§ Dataset records
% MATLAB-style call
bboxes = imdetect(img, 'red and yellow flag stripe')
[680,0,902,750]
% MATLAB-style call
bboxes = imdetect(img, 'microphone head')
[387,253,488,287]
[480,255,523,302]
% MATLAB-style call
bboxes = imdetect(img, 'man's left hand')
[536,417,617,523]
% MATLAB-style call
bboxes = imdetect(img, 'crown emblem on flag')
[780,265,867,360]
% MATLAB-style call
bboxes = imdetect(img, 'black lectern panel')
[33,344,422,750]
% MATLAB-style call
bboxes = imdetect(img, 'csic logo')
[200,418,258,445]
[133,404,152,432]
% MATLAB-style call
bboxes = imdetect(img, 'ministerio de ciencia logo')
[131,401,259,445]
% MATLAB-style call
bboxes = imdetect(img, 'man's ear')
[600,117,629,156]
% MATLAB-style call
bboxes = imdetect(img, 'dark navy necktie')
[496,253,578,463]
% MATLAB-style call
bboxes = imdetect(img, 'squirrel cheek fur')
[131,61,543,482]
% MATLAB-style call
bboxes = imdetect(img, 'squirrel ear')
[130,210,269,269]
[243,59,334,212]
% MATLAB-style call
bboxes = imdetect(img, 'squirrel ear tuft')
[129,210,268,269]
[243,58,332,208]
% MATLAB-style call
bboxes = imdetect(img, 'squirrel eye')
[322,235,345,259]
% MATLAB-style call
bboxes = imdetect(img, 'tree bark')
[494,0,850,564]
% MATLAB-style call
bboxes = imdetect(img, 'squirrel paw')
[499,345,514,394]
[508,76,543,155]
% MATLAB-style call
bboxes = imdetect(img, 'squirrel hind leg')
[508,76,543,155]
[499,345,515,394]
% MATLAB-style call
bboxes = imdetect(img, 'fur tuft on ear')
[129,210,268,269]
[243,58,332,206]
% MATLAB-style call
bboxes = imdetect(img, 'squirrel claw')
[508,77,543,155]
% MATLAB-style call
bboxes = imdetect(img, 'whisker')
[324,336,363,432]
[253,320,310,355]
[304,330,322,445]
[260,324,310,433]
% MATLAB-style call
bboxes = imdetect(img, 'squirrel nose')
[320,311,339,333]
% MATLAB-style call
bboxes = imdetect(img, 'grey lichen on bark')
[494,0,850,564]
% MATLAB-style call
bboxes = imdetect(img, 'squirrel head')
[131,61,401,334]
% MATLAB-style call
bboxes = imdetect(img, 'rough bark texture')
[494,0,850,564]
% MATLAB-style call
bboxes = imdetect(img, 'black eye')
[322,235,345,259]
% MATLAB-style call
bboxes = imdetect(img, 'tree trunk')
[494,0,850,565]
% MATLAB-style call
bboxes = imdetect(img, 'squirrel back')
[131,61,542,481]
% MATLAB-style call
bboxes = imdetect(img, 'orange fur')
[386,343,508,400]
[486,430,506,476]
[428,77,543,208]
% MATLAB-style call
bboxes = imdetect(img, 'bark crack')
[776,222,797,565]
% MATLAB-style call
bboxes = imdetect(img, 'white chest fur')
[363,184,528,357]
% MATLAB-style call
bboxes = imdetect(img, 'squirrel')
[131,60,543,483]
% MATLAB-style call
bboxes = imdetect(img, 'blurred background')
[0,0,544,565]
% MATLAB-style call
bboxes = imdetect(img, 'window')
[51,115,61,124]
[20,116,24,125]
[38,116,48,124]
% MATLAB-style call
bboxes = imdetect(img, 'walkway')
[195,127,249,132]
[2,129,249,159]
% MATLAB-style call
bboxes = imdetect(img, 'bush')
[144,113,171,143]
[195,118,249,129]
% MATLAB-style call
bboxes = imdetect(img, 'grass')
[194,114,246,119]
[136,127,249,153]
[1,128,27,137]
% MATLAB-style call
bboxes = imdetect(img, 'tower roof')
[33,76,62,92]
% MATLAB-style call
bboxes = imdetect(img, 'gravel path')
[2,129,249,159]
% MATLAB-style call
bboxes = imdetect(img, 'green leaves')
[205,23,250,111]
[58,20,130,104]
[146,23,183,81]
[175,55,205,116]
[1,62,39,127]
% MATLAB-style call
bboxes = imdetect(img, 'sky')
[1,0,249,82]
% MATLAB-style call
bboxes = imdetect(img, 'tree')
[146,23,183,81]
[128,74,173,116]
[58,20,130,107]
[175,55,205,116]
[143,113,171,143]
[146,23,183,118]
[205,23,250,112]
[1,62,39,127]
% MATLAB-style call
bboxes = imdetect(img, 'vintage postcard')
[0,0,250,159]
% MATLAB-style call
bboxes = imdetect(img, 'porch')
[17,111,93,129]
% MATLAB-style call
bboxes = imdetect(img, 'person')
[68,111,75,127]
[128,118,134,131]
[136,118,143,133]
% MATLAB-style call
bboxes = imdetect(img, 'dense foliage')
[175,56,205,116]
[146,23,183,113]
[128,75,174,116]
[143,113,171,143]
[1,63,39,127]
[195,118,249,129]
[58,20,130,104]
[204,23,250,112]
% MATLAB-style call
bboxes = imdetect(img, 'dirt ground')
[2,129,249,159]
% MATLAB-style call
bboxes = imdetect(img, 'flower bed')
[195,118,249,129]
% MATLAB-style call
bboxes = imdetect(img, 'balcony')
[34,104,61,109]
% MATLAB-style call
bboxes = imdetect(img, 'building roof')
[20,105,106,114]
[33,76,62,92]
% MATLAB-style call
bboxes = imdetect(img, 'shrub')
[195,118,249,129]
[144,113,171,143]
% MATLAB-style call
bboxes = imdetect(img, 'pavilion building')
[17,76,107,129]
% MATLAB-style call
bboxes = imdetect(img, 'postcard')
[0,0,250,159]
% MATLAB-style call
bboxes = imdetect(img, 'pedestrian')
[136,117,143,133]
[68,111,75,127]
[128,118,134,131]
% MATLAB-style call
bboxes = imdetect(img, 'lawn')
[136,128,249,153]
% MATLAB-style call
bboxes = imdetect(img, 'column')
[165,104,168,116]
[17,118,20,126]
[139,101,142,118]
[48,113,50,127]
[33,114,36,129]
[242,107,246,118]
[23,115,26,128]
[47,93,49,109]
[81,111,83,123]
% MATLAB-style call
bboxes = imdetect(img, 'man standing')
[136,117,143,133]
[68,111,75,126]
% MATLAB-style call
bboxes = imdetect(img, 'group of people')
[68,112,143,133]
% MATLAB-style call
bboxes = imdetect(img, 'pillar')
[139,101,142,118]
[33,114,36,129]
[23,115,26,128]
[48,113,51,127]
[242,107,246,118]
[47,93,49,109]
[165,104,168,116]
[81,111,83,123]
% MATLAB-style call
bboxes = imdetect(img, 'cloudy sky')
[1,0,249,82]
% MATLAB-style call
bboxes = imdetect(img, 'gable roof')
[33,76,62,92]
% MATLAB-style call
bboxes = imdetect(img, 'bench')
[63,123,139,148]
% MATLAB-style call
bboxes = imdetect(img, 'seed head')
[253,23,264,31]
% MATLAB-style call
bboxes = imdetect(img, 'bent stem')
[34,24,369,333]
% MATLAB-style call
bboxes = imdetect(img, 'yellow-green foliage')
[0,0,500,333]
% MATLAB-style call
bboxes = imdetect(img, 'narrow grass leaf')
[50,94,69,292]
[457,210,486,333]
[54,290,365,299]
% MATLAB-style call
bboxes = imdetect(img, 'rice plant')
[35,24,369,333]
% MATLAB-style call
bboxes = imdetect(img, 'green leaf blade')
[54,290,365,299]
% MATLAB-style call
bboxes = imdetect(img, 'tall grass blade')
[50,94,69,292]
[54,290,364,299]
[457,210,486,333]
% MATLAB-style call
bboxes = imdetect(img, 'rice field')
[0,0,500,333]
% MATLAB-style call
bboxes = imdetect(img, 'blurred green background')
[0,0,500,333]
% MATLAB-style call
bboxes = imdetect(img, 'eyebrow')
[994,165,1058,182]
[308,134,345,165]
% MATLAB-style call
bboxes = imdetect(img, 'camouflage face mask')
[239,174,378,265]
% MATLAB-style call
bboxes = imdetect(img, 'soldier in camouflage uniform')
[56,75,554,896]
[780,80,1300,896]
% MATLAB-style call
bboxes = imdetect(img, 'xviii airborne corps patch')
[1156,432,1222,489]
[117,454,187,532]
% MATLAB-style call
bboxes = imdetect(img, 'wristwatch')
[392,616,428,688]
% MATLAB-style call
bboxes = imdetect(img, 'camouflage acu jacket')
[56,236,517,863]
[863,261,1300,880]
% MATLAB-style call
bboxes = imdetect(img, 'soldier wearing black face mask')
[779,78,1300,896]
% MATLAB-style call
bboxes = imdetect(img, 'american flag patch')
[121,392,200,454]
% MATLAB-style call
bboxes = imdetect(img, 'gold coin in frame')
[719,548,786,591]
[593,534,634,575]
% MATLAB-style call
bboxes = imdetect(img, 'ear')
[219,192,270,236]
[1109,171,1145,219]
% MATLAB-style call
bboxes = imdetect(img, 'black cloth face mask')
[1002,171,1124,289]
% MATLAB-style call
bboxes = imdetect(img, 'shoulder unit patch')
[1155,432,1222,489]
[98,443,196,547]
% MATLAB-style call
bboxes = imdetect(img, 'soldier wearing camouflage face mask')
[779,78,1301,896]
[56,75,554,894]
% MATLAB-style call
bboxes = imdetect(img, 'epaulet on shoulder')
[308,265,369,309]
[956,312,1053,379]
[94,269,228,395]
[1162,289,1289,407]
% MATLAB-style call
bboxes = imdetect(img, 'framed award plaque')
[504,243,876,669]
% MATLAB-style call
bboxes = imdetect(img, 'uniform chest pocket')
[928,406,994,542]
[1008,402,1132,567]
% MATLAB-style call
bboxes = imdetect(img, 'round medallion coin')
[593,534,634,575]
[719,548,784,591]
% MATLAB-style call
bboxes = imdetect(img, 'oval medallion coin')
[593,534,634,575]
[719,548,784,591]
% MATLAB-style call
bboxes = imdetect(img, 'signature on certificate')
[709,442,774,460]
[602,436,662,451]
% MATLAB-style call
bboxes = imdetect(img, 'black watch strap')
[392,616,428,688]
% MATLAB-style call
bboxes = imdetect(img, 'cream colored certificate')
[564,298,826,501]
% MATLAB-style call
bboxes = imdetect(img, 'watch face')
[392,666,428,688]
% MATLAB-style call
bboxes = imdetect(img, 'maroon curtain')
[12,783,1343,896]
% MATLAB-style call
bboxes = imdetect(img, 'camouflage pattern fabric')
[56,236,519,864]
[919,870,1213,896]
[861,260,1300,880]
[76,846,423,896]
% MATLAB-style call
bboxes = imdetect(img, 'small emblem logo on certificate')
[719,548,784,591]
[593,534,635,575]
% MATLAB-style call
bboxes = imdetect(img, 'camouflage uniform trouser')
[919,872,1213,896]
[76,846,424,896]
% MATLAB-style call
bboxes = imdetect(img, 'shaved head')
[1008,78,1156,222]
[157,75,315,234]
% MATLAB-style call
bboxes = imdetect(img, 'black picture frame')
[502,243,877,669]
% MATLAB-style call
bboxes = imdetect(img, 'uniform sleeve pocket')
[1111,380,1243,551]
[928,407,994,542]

§ Brief
Report every line of the listing that contains the word "logo".

§ Expected output
bboxes = imdetect(img, 'csic logo')
bboxes = imdetect(img, 'ministerio de ciencia logo')
bboxes = imdetect(img, 'small emblem logo on certificate')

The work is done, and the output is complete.